** Data in this exercise follows **

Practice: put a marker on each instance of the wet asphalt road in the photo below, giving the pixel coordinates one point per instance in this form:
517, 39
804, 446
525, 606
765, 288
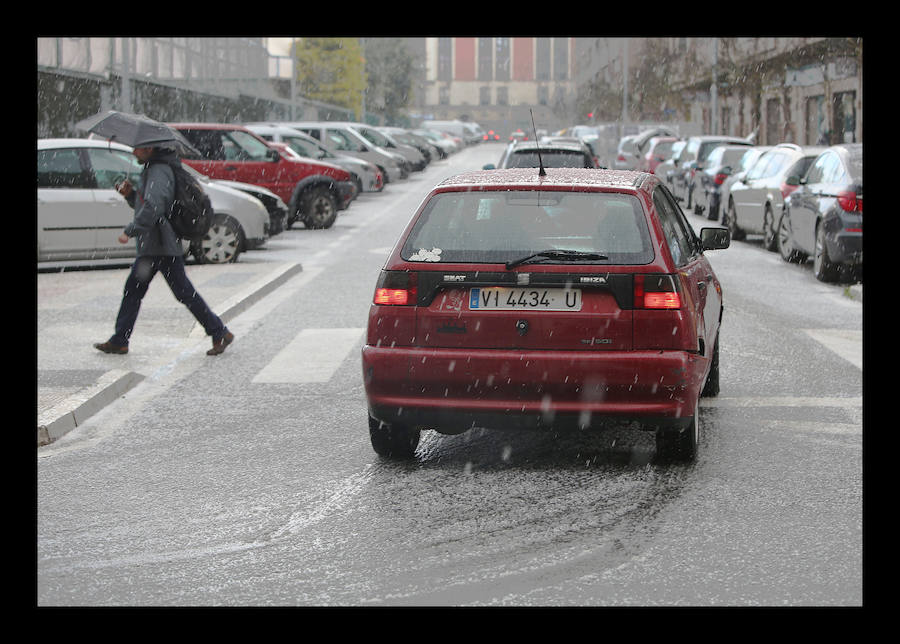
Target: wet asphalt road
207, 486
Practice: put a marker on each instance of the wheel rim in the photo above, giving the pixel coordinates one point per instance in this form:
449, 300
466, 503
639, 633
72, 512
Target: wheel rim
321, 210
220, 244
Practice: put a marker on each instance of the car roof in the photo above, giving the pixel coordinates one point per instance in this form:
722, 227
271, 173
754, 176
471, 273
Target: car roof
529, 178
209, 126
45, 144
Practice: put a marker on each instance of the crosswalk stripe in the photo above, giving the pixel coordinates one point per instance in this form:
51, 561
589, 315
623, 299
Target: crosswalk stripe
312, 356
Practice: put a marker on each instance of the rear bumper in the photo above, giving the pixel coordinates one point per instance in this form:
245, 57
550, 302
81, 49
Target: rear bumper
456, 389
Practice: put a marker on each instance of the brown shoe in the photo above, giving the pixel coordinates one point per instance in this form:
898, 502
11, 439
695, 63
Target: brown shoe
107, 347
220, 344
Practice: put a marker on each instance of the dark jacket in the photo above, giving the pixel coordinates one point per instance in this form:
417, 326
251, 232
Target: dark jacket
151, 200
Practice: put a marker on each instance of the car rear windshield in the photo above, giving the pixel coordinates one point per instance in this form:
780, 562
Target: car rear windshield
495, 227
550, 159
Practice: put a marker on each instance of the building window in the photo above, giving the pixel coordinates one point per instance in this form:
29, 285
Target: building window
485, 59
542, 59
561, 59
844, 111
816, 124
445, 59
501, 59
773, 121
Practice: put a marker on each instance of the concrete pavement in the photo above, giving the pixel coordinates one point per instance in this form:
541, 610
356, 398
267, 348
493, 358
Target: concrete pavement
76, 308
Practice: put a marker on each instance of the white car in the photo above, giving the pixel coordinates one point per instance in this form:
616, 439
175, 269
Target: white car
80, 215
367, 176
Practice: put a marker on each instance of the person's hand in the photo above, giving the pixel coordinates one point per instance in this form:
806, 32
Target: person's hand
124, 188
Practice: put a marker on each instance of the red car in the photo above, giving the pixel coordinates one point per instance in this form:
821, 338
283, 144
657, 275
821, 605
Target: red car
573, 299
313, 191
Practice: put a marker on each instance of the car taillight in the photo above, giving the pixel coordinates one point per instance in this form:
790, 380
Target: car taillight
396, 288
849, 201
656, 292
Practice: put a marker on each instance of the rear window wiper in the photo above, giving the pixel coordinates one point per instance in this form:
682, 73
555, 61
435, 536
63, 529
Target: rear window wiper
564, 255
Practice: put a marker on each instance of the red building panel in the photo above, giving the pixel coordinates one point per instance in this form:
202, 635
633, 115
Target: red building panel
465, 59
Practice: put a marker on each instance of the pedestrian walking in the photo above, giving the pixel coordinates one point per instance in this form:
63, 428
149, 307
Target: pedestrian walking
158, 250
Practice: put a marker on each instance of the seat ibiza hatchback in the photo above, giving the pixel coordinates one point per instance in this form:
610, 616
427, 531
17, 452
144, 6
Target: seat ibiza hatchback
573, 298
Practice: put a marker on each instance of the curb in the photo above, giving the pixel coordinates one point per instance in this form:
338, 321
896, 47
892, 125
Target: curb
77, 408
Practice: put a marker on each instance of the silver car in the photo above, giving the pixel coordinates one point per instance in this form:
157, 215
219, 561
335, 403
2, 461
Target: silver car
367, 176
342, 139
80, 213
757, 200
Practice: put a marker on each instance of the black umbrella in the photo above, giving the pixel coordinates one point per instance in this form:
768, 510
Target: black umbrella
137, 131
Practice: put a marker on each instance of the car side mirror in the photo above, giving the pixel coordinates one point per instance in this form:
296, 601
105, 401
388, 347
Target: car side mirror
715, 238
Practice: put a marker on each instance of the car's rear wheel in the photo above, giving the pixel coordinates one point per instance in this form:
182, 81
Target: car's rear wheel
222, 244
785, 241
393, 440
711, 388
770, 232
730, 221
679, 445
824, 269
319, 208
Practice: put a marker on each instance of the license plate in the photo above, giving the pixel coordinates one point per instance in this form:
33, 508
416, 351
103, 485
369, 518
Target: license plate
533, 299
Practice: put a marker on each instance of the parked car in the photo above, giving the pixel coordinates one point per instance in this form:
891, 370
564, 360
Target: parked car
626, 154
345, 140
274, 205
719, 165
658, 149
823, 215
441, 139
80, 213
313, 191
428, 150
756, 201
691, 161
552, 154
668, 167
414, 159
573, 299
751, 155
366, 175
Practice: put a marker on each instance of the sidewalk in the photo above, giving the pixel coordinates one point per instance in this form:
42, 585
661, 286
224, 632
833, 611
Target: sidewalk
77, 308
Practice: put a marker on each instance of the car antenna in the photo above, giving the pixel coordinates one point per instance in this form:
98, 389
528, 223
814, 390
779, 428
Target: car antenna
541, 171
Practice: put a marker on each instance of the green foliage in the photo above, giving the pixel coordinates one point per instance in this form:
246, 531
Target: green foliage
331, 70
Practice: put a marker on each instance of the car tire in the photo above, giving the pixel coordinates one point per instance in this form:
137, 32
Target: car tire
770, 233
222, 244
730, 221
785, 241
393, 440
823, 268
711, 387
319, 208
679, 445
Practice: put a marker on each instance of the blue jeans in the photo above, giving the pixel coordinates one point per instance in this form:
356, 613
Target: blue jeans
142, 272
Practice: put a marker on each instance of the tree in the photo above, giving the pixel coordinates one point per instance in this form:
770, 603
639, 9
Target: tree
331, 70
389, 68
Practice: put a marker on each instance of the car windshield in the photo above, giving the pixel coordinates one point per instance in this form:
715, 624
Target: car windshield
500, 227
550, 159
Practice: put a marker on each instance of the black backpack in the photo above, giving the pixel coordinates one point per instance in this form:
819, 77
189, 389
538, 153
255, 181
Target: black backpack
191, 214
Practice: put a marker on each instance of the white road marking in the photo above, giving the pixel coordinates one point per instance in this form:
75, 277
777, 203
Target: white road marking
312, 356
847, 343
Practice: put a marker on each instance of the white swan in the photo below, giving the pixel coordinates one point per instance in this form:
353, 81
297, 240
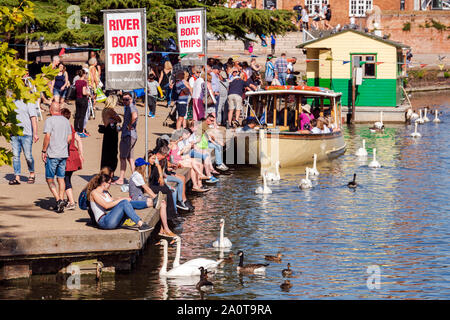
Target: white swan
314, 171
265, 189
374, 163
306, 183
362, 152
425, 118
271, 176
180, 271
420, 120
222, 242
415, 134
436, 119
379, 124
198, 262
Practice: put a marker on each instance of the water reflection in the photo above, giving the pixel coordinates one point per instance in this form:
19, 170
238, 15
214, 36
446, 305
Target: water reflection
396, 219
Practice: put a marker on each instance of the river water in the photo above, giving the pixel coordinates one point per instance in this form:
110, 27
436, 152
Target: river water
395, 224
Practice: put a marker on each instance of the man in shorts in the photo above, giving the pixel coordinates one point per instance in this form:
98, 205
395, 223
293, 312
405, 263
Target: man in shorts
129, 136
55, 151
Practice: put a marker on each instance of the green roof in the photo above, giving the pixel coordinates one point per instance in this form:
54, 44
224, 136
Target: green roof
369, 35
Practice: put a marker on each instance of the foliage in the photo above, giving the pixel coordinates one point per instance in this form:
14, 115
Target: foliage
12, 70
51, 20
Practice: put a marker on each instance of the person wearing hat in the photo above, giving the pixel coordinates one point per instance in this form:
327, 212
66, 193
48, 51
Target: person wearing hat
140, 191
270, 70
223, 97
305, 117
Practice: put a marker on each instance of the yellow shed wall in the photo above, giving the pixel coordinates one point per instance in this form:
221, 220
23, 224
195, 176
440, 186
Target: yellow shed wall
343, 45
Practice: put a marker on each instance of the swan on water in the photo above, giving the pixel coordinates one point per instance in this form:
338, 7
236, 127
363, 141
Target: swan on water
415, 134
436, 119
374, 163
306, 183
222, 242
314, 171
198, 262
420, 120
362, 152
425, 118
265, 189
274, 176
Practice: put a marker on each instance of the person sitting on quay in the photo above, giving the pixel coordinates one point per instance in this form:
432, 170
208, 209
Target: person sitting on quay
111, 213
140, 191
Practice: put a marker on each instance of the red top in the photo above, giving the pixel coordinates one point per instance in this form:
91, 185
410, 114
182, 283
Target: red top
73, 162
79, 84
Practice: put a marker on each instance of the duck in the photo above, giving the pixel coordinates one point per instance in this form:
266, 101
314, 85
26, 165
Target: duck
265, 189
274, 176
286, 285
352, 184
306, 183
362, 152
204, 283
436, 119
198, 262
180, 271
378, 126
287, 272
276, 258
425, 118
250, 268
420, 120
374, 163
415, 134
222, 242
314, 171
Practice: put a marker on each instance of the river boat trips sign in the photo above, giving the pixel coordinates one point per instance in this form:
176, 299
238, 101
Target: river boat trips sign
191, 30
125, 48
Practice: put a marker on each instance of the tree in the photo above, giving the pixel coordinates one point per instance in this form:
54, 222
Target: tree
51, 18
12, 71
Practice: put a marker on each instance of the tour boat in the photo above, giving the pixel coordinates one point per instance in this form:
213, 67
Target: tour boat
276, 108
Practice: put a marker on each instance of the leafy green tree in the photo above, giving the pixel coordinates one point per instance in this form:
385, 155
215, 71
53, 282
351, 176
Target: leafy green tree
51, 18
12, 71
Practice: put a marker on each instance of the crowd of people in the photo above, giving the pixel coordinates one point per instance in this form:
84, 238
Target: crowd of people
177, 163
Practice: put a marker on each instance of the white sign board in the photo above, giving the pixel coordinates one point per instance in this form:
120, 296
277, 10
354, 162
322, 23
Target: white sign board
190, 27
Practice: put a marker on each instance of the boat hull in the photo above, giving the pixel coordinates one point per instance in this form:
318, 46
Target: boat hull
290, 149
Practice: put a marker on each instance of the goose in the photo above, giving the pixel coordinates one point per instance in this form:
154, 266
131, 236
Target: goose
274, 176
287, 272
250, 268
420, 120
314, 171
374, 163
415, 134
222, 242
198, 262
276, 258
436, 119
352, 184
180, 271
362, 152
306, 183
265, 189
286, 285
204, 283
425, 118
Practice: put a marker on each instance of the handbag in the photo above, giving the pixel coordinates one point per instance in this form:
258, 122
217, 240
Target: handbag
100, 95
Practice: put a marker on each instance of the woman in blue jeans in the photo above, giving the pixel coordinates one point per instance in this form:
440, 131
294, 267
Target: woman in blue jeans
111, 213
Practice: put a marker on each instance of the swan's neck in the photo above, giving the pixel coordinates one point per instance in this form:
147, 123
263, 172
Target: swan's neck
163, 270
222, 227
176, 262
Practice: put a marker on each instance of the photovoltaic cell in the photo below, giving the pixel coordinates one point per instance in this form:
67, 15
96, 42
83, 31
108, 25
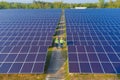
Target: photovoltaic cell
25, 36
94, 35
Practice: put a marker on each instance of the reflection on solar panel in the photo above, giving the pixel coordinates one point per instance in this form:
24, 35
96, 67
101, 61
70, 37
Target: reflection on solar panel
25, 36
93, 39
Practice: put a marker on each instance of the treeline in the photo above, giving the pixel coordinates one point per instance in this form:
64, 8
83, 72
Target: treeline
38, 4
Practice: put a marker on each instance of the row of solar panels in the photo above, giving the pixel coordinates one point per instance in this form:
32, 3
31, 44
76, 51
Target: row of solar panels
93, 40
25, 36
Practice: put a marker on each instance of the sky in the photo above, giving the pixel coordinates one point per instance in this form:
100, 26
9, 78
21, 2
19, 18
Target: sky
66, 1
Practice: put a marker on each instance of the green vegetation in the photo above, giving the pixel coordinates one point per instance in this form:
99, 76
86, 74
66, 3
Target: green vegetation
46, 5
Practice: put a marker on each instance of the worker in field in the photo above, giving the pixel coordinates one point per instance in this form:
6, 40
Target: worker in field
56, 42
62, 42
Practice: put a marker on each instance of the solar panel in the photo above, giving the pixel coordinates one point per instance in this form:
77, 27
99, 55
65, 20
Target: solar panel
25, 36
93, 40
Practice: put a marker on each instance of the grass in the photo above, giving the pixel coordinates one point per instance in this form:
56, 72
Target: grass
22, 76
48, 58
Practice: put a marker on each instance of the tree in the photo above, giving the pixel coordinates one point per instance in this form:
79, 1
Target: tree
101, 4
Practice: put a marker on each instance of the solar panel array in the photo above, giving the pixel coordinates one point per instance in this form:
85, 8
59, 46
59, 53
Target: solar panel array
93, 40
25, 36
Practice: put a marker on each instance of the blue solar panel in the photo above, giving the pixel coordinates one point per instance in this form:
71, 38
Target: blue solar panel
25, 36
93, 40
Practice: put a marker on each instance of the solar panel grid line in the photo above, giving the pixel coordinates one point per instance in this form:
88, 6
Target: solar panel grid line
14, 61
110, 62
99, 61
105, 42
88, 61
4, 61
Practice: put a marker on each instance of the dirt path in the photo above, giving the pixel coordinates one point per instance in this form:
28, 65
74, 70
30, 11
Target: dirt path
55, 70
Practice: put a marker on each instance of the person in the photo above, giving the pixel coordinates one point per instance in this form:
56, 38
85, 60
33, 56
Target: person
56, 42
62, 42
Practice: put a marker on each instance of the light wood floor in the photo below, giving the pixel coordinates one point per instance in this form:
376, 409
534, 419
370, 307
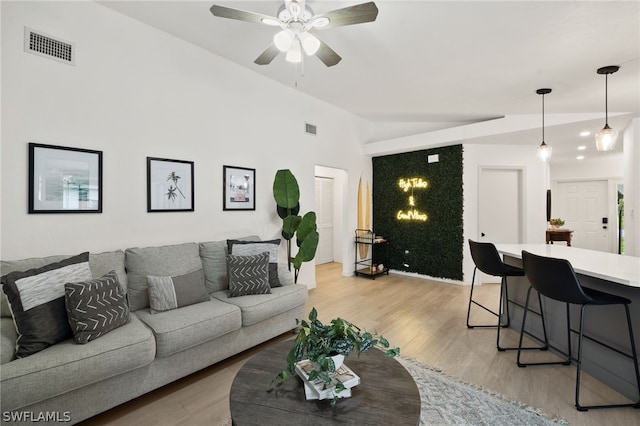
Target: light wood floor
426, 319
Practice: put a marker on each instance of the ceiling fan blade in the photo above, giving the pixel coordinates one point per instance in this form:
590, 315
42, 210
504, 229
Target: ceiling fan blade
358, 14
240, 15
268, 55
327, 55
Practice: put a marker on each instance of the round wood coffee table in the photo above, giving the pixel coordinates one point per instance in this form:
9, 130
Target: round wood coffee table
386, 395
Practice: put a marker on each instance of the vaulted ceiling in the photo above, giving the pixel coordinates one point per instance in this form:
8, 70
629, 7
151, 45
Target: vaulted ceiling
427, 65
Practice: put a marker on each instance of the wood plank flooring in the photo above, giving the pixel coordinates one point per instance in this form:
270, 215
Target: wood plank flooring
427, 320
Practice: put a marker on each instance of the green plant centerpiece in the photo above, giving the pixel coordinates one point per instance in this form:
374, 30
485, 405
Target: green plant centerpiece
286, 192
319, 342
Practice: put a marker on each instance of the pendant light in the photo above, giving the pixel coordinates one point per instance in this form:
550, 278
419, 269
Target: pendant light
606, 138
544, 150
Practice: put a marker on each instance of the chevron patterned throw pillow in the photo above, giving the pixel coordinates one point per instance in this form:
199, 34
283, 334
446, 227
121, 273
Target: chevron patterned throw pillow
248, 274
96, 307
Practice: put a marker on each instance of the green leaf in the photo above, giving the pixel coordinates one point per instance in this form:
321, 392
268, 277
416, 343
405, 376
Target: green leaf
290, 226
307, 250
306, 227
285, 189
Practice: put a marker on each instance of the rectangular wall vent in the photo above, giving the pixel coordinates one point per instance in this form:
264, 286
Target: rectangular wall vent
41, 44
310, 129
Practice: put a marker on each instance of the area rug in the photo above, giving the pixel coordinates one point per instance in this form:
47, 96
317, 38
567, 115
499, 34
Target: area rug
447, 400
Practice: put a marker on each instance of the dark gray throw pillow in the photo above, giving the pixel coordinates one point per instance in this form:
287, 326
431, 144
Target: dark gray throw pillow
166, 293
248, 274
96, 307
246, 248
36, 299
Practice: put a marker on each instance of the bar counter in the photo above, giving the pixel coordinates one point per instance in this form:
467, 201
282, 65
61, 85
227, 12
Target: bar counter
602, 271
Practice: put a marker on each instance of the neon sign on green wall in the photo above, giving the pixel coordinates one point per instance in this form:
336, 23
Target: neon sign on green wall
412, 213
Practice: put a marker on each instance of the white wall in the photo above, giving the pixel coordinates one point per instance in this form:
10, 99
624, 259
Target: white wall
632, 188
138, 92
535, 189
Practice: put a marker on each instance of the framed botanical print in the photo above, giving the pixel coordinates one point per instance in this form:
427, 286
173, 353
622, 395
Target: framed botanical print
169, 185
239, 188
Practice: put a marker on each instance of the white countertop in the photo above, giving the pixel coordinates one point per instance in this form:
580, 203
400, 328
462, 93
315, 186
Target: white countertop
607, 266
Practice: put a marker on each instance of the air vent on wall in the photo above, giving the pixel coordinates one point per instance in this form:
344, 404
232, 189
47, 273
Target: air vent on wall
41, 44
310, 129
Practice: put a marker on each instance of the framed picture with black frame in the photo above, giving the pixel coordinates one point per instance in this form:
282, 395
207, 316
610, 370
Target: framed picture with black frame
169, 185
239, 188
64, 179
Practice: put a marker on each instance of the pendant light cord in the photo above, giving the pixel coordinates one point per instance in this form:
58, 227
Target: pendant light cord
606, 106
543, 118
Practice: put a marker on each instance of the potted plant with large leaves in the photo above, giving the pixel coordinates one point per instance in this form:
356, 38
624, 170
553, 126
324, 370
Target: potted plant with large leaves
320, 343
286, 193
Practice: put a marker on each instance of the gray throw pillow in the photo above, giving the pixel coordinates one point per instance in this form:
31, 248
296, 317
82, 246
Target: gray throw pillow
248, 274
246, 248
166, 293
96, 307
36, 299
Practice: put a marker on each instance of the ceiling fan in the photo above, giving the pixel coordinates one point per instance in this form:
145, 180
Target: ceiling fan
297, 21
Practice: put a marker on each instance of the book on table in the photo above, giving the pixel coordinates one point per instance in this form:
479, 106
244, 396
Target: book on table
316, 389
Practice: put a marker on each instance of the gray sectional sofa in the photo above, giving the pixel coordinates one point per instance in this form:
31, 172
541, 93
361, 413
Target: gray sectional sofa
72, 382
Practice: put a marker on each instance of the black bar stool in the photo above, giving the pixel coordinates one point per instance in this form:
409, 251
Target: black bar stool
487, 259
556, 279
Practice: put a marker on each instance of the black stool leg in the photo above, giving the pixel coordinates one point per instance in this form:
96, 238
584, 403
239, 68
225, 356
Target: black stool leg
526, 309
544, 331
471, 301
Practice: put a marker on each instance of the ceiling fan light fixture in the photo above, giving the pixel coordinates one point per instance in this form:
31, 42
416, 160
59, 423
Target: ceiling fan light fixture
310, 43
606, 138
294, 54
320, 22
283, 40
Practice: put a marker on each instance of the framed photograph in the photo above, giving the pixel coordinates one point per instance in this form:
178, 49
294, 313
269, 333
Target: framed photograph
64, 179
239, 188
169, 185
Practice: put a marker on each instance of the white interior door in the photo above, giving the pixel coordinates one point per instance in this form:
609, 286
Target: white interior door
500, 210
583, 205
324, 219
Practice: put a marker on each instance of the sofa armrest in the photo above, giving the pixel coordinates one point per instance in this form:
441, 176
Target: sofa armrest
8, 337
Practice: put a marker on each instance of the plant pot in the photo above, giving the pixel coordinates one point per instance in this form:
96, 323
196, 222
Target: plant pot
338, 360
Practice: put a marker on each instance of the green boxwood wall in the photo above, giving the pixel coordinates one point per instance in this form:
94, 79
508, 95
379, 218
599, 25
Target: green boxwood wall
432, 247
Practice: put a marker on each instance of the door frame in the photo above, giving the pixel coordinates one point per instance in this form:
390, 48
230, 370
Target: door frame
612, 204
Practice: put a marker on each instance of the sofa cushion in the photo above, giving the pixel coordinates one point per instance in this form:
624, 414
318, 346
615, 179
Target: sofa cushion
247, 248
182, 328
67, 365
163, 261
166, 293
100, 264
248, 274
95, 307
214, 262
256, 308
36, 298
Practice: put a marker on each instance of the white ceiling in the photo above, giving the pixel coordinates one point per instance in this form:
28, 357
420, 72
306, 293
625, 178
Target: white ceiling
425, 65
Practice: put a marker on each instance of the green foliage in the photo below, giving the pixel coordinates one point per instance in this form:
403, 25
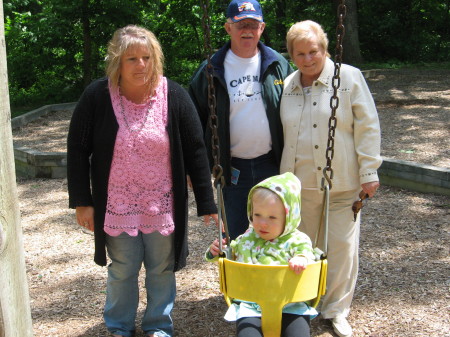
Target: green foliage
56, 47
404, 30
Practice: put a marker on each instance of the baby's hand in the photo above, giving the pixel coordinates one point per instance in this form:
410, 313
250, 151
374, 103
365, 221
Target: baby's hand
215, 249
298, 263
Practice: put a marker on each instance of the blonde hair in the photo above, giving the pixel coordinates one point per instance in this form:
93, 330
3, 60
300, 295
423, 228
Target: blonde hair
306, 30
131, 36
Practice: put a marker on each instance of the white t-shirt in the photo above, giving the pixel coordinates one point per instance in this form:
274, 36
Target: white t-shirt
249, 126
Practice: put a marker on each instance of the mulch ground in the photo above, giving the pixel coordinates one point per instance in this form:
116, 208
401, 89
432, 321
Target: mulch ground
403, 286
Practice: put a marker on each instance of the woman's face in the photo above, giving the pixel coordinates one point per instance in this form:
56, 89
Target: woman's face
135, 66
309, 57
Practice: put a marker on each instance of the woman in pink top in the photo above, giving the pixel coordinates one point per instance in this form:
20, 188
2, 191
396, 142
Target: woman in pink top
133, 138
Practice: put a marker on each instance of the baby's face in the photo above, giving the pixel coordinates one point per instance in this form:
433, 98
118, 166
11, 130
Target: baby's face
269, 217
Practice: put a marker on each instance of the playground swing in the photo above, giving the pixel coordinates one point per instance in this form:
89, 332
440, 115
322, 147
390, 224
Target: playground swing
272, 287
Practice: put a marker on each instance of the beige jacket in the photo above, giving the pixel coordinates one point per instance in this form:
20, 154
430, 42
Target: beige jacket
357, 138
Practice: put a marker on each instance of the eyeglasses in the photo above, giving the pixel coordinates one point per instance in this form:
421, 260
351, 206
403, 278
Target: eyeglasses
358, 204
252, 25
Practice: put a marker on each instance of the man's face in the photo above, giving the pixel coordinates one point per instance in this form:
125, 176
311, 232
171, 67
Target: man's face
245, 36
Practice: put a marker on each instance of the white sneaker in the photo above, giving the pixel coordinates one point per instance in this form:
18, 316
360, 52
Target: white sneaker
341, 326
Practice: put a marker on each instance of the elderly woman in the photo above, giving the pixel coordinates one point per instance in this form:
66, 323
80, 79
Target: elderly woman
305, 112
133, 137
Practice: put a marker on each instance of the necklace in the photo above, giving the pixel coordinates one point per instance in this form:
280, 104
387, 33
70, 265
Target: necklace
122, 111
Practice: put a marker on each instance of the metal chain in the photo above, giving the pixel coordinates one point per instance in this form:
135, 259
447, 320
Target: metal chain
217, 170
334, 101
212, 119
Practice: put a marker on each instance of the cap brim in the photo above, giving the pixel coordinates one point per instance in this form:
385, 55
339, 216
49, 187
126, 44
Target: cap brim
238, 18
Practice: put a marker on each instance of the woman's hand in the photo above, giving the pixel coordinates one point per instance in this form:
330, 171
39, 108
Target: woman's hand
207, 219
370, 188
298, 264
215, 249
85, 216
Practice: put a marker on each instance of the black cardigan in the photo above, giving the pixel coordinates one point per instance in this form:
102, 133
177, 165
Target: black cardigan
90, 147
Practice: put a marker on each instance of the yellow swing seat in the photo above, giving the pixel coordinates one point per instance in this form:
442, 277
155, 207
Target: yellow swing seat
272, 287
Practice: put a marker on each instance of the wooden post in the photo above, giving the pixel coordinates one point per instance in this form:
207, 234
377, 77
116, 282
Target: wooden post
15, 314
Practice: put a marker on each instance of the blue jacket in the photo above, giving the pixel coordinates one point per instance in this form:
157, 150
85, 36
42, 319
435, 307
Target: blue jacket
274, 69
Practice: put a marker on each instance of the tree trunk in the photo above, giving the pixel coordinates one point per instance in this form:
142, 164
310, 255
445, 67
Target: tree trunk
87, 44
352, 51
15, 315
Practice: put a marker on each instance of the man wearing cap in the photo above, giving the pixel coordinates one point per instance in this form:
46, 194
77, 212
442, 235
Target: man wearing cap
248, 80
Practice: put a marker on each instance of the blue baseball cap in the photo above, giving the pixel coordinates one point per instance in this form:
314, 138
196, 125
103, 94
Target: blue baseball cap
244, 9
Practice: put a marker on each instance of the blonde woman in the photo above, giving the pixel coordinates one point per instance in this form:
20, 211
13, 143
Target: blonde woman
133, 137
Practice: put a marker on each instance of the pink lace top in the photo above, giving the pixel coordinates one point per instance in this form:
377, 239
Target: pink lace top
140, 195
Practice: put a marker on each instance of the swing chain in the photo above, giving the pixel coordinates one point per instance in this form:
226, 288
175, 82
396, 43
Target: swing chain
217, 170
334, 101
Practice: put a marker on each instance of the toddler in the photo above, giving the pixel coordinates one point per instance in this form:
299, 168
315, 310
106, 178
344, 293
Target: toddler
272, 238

** End of Data in this exercise **

**Work to be completed**
If a line of the data contains the word "below", it counts toward the total; state that total alone.

**Solution for this task**
5